### DATASET ENTRIES:
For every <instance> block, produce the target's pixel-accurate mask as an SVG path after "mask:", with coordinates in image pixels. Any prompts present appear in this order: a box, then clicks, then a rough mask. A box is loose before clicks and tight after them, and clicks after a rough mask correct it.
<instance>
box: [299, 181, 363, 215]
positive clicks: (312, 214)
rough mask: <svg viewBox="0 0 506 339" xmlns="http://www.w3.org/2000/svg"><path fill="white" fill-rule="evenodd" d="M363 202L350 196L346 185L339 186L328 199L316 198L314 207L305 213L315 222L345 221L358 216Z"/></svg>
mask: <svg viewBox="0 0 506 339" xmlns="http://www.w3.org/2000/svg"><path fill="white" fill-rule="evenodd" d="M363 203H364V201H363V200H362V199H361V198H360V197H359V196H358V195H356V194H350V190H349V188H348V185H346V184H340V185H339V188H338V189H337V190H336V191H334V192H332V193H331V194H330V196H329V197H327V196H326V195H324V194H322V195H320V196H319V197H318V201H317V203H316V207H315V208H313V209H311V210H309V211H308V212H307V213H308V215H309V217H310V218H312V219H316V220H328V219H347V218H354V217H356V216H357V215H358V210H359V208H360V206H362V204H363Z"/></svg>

### EXERCISE DETAILS:
Output the lines above verbatim.

### YOUR SOLUTION:
For every <instance> block, produce the target's pixel-accurate mask as an SVG path after "mask:", with coordinates in image pixels. Any prompts present appear in this order: a box, then clicks, then a rough mask. A box is loose before clicks and tight after them, and clicks after a rough mask correct it.
<instance>
box: [299, 181, 363, 215]
positive clicks: (312, 214)
rough mask: <svg viewBox="0 0 506 339" xmlns="http://www.w3.org/2000/svg"><path fill="white" fill-rule="evenodd" d="M363 202L350 196L346 185L339 186L328 199L316 198L314 207L305 213L315 222L345 221L358 216Z"/></svg>
mask: <svg viewBox="0 0 506 339" xmlns="http://www.w3.org/2000/svg"><path fill="white" fill-rule="evenodd" d="M363 203H364V201H363V200H362V199H361V198H360V197H359V196H358V195H356V194H350V190H349V188H348V185H346V184H340V185H339V188H338V189H337V190H336V191H334V192H332V193H331V194H330V196H329V197H327V196H326V195H324V194H322V195H320V196H319V197H318V201H317V203H316V207H315V208H313V209H311V210H309V211H308V212H307V213H308V215H309V217H310V218H312V219H316V220H328V219H347V218H354V217H356V216H357V215H358V210H359V208H360V206H362V204H363Z"/></svg>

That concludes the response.